Begin Dataset
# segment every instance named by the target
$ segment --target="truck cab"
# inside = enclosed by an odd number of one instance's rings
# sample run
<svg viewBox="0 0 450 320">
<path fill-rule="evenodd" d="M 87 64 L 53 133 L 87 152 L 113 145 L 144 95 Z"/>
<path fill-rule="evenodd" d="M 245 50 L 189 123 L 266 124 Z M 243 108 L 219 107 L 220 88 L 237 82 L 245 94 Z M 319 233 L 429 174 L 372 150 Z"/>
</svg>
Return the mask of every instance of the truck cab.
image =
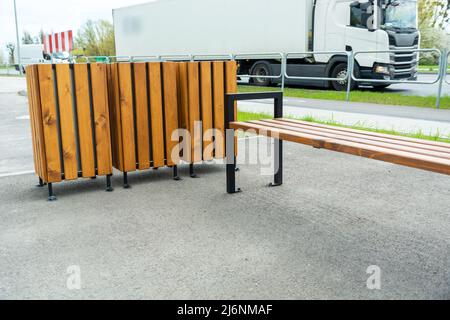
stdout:
<svg viewBox="0 0 450 320">
<path fill-rule="evenodd" d="M 417 0 L 314 0 L 310 24 L 309 50 L 314 52 L 345 51 L 401 51 L 396 53 L 361 53 L 355 57 L 354 74 L 367 81 L 353 83 L 376 88 L 389 83 L 370 80 L 416 80 L 420 33 L 418 30 Z M 314 54 L 303 59 L 290 59 L 287 71 L 290 76 L 317 76 L 342 78 L 342 81 L 288 79 L 287 84 L 347 88 L 347 64 L 345 54 Z M 279 74 L 280 66 L 274 61 L 265 65 L 247 64 L 252 75 Z M 265 69 L 265 70 L 261 70 Z M 244 65 L 245 69 L 245 65 Z M 279 80 L 254 78 L 260 85 L 278 83 Z"/>
<path fill-rule="evenodd" d="M 359 78 L 417 78 L 418 53 L 408 51 L 419 49 L 417 0 L 318 0 L 315 30 L 319 26 L 325 30 L 314 32 L 315 51 L 402 51 L 357 55 Z M 329 63 L 332 57 L 316 59 Z"/>
</svg>

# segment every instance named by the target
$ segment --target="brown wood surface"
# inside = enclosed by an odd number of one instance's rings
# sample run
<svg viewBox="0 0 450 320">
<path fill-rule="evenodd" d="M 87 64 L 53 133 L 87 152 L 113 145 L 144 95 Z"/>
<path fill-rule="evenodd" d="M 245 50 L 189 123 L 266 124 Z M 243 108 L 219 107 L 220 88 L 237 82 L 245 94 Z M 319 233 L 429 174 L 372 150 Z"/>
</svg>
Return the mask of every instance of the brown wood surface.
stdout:
<svg viewBox="0 0 450 320">
<path fill-rule="evenodd" d="M 92 106 L 95 124 L 97 174 L 112 174 L 111 132 L 109 125 L 108 83 L 106 65 L 91 65 Z"/>
<path fill-rule="evenodd" d="M 134 110 L 131 63 L 119 63 L 120 116 L 122 127 L 123 171 L 136 171 Z"/>
<path fill-rule="evenodd" d="M 150 168 L 150 134 L 148 119 L 147 66 L 134 64 L 134 96 L 136 99 L 136 130 L 139 170 Z"/>
<path fill-rule="evenodd" d="M 185 141 L 185 147 L 181 157 L 183 161 L 191 162 L 191 141 L 187 136 L 189 132 L 188 62 L 178 63 L 178 122 L 180 129 L 184 129 L 182 138 Z"/>
<path fill-rule="evenodd" d="M 203 127 L 203 160 L 214 159 L 211 62 L 200 63 L 201 113 Z"/>
<path fill-rule="evenodd" d="M 90 178 L 95 177 L 95 158 L 87 64 L 74 65 L 74 79 L 81 172 L 84 178 Z"/>
<path fill-rule="evenodd" d="M 33 67 L 27 66 L 25 68 L 26 73 L 26 81 L 27 81 L 27 93 L 28 93 L 28 112 L 30 114 L 30 127 L 31 127 L 31 139 L 33 143 L 33 160 L 34 160 L 34 172 L 41 176 L 40 171 L 40 161 L 38 156 L 38 150 L 37 150 L 37 134 L 36 134 L 36 126 L 35 126 L 35 120 L 36 116 L 34 115 L 34 109 L 35 103 L 34 103 L 34 97 L 33 97 L 33 89 L 31 86 L 31 78 L 33 77 Z"/>
<path fill-rule="evenodd" d="M 314 128 L 327 128 L 327 129 L 331 129 L 331 130 L 335 130 L 335 131 L 339 131 L 339 132 L 343 132 L 343 133 L 356 133 L 358 135 L 365 135 L 365 136 L 369 136 L 369 137 L 375 137 L 375 138 L 380 137 L 383 139 L 398 140 L 398 141 L 401 141 L 402 143 L 405 141 L 408 141 L 408 142 L 420 144 L 422 147 L 430 146 L 430 147 L 442 147 L 445 149 L 450 149 L 450 144 L 445 143 L 445 142 L 414 139 L 414 138 L 409 138 L 409 137 L 394 136 L 394 135 L 389 135 L 389 134 L 384 134 L 384 133 L 362 131 L 362 130 L 356 130 L 356 129 L 350 129 L 350 128 L 333 127 L 333 126 L 329 126 L 329 125 L 300 121 L 300 120 L 295 120 L 295 119 L 282 118 L 281 120 L 286 121 L 286 122 L 296 123 L 296 124 L 303 124 L 305 126 L 310 126 L 310 127 L 314 127 Z"/>
<path fill-rule="evenodd" d="M 301 143 L 315 148 L 322 148 L 450 175 L 450 160 L 440 157 L 374 146 L 366 143 L 328 138 L 317 134 L 286 130 L 255 122 L 233 122 L 231 127 L 237 130 L 255 130 L 258 134 L 275 137 L 285 141 Z"/>
<path fill-rule="evenodd" d="M 45 157 L 47 160 L 47 182 L 60 182 L 62 180 L 62 172 L 52 65 L 38 65 L 38 73 L 45 140 Z"/>
<path fill-rule="evenodd" d="M 188 65 L 189 133 L 191 134 L 191 163 L 202 161 L 202 125 L 200 116 L 199 63 Z"/>
<path fill-rule="evenodd" d="M 32 113 L 30 120 L 34 123 L 35 142 L 36 142 L 36 159 L 38 161 L 37 173 L 45 182 L 48 182 L 47 176 L 47 160 L 45 155 L 44 128 L 42 121 L 42 109 L 40 99 L 40 87 L 37 65 L 30 66 L 30 87 L 31 87 L 31 103 Z"/>
<path fill-rule="evenodd" d="M 163 63 L 164 78 L 164 121 L 166 135 L 167 166 L 180 162 L 178 135 L 178 94 L 177 94 L 177 64 Z"/>
<path fill-rule="evenodd" d="M 392 149 L 398 149 L 398 150 L 405 150 L 405 151 L 411 151 L 414 150 L 416 153 L 426 154 L 426 155 L 435 155 L 438 157 L 443 157 L 450 159 L 450 149 L 443 148 L 439 146 L 429 146 L 426 144 L 422 144 L 421 141 L 418 142 L 410 142 L 410 141 L 403 141 L 401 139 L 390 139 L 388 135 L 386 137 L 372 137 L 369 135 L 365 135 L 364 132 L 361 133 L 347 133 L 347 132 L 341 132 L 334 130 L 333 127 L 329 128 L 315 128 L 312 126 L 304 125 L 301 122 L 291 122 L 291 121 L 285 121 L 282 119 L 276 119 L 276 120 L 261 120 L 262 123 L 270 125 L 275 125 L 277 127 L 283 126 L 285 129 L 295 130 L 298 132 L 305 132 L 305 133 L 312 133 L 321 135 L 324 137 L 332 137 L 332 138 L 338 138 L 340 140 L 347 140 L 347 141 L 360 141 L 367 144 L 372 145 L 380 145 L 380 146 L 389 146 L 389 148 Z M 398 137 L 398 136 L 397 136 Z M 425 142 L 425 140 L 422 140 Z"/>
<path fill-rule="evenodd" d="M 56 79 L 59 99 L 59 123 L 64 161 L 64 179 L 78 179 L 77 145 L 72 100 L 72 80 L 68 64 L 56 65 Z"/>
<path fill-rule="evenodd" d="M 152 160 L 153 167 L 160 168 L 165 165 L 164 155 L 164 117 L 161 84 L 161 63 L 150 62 L 149 88 L 150 88 L 150 118 L 152 131 Z"/>
<path fill-rule="evenodd" d="M 213 63 L 213 109 L 215 158 L 225 157 L 225 72 L 222 61 Z"/>
</svg>

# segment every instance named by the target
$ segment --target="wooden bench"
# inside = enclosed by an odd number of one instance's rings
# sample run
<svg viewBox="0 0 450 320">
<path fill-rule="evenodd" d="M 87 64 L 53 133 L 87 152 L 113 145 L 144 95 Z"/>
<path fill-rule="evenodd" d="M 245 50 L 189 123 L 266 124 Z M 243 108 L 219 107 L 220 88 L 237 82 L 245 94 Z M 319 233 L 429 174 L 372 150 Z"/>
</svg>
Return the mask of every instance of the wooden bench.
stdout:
End Dataset
To do ▸
Output the records from the start through the line containing "417 0 L 314" as a JSON list of strings, one string per line, with blank lines skipped. Leave the picture out.

Full solution ▸
[
  "# segment every instance named by the target",
  "$ segment --target=\"truck cab\"",
  "# inside = enclosed by an odd number of one instance's rings",
  "# sample run",
  "<svg viewBox=\"0 0 450 320\">",
  "<path fill-rule=\"evenodd\" d=\"M 87 64 L 53 133 L 87 152 L 113 145 L 144 95 Z\"/>",
  "<path fill-rule=\"evenodd\" d=\"M 245 50 L 189 123 L 266 124 Z M 243 108 L 219 107 L 220 88 L 237 82 L 245 94 Z M 319 233 L 429 174 L 372 150 Z\"/>",
  "</svg>",
  "Return the mask of every instance of the truck cab.",
  "image =",
  "stdout:",
  "<svg viewBox=\"0 0 450 320\">",
  "<path fill-rule=\"evenodd\" d=\"M 417 0 L 314 0 L 310 24 L 309 50 L 314 52 L 345 51 L 401 51 L 396 53 L 361 53 L 355 57 L 354 74 L 367 81 L 353 83 L 376 88 L 389 83 L 370 80 L 416 80 L 420 33 L 418 30 Z M 314 54 L 303 59 L 290 59 L 287 71 L 290 76 L 317 76 L 342 78 L 342 81 L 288 79 L 287 84 L 347 88 L 347 64 L 345 54 Z M 279 74 L 280 66 L 274 61 L 265 65 L 247 64 L 252 75 Z M 265 69 L 265 70 L 261 70 Z M 244 65 L 245 69 L 245 65 Z M 279 80 L 254 78 L 260 85 L 278 83 Z\"/>"
]